Reproduce exactly the line in which "Guideline: for each instance of the silhouetted" occurs and all the lines after it, ending with the last line.

--- Begin Stored rows ---

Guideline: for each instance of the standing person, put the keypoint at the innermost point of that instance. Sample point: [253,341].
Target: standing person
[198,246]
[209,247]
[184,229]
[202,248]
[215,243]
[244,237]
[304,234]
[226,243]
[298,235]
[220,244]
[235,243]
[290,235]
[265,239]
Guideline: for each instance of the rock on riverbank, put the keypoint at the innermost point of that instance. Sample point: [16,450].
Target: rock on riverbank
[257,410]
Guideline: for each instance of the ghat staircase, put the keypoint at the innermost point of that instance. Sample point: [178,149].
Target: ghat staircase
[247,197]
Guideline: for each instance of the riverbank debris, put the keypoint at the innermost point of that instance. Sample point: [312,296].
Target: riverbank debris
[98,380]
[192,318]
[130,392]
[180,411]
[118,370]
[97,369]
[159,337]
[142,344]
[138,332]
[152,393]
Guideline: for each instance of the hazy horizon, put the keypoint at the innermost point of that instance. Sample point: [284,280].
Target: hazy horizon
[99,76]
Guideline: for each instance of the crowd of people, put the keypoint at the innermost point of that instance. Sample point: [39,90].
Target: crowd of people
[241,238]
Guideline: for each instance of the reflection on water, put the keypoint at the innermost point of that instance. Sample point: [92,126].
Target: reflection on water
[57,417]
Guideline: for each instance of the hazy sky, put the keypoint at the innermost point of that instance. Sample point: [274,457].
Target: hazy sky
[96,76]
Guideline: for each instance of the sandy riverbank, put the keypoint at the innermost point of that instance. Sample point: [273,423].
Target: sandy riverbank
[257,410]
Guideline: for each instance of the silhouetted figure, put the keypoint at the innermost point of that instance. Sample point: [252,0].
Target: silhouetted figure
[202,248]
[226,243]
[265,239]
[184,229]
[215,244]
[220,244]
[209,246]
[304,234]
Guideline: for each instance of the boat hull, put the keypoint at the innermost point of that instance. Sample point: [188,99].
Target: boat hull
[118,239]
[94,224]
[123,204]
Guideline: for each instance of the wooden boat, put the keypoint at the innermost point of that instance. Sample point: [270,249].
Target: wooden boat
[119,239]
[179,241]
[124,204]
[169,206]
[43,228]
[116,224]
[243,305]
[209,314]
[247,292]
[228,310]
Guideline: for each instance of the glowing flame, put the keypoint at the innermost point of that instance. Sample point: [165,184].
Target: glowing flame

--- End Stored rows ---

§ Task answer
Guideline: for each instance of the silhouetted figure, put the keypoint at the innermost point of that instance. Sample point: [252,0].
Target: silhouetted figure
[202,248]
[226,243]
[265,239]
[184,229]
[215,244]
[220,244]
[209,246]
[304,234]
Guideline: for each instance of the boat hull, put the keypoint at the innermost point of that instance. Sample point: [188,99].
Target: boat hull
[118,239]
[94,224]
[123,204]
Guideline: for each instance of the wooden boat, put the keypoint at the innermost point of that instance. Sample point: [270,249].
Target: wooden boat
[119,239]
[179,241]
[124,204]
[169,206]
[43,228]
[116,224]
[243,305]
[209,314]
[247,292]
[228,310]
Guideline: for each instance of the glowing flame, put the keypoint at the innermost point of that instance. Sample point: [165,184].
Target: glowing flame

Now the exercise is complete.